EXERCISE TASK: Copy the listing below word for word, omitting the pictures.

....

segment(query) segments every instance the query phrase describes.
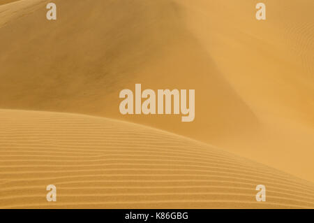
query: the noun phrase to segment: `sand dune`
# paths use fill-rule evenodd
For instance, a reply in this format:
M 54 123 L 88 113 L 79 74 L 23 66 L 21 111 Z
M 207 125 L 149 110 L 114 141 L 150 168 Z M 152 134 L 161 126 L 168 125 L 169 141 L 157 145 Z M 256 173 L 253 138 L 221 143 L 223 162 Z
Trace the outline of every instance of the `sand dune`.
M 1 206 L 48 207 L 54 183 L 56 207 L 313 208 L 311 183 L 112 120 L 313 181 L 313 1 L 262 22 L 253 0 L 55 0 L 57 21 L 48 1 L 0 1 L 0 108 L 110 119 L 1 110 Z M 195 89 L 195 122 L 122 116 L 135 83 Z
M 314 207 L 313 184 L 167 131 L 47 112 L 0 121 L 0 208 Z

....

RESPONSE:
segment(query) segments every instance the query phrase describes.
query: the noun phrase to segment: `sand dune`
# paths use fill-rule evenodd
For instance, a reply in this format:
M 54 123 L 88 113 L 79 74 L 23 66 L 21 111 Z
M 207 125 L 149 110 L 114 141 L 150 168 Z M 152 134 L 161 126 L 168 125 L 169 141 L 157 145 Z M 256 173 L 253 138 L 221 143 L 223 162 Z
Trace the outline of every instance of the `sand dune`.
M 1 206 L 48 207 L 54 183 L 56 207 L 313 208 L 311 183 L 112 120 L 313 181 L 313 1 L 262 22 L 253 0 L 55 0 L 57 21 L 48 1 L 0 1 L 0 108 L 110 119 L 1 110 Z M 195 89 L 195 122 L 122 116 L 135 83 Z
M 314 207 L 313 184 L 167 131 L 47 112 L 0 121 L 0 208 Z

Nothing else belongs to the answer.